TEXTE DE RÉFÉRENCE >>
════

La ligne ne connut que 2 ans de service. Le Japon capitula le 15 août 1945 et les anglais détruisirent 4 kilomètres de voie afin d’empêcher qu’elle ne serve aux séparatistes karen de Birmanie. Quand les thaïlandais en reprirent le contrôle, ils en démontèrent une grande partie car la ligne n’était pas rentable économiquement. 40 kilomètres sont maintenant sous l’eau, un grand réservoir ayant été créé en inondant une vallée.
Le musée du “Death Railway” raconte tout cela. Il est vraiment fascinant avec de nombreuses explications, des vidéos montrant les témoignages des rescapés, des objets ayant appartenu a certains prisonniers…
Juste après la capitulation du Japon, une expédition comprenant des prisonniers de guerre ayant travaillé sur la ligne de chemin de fer, a été lancée afin de retrouver tous les corps le long de la voie et de les regrouper dans des cimetières qui pourront être entretenus et ou les proches pourront venir se recueillir. Les japonnais ne voulaient pas déranger les morts et les prisonniers avaient le droit d’enterrer leurs morts dans des tombes et de petits cimetières. Ils pouvaient parfois même y cacher des journaux ou des objets racontant ce qui se passait. Il y a ainsi 2 cimetières de guerre a Kanchanaburi, le plus grand contient 6982 tombes de prisonniers de guerre et le plus petit 1750. Des inscriptions des proches sont gravées sur les plaques. Beaucoup regrettent d’avoir perdu des gens qu’ils aimaient sans avoir pu leur dire au revoir, surtout quand on sait l’horreur dans laquelle ils ont vécu pendant parfois des années. Certains corps n’ont pas pu être identifies. La plupart n’avait pas 30 ans.

════

DONNÉES FOURNIES >>
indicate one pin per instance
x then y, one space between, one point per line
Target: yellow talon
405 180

════

OBJECTIF DU TRAVAIL >> D'après le texte de référence, combien de tombes de prisonniers de guerre compte le plus grand des deux cimetières de guerre de Kanchanaburi ?

RÉPONSE PROPOSÉE >> 6982 tombes de prisonniers de guerre.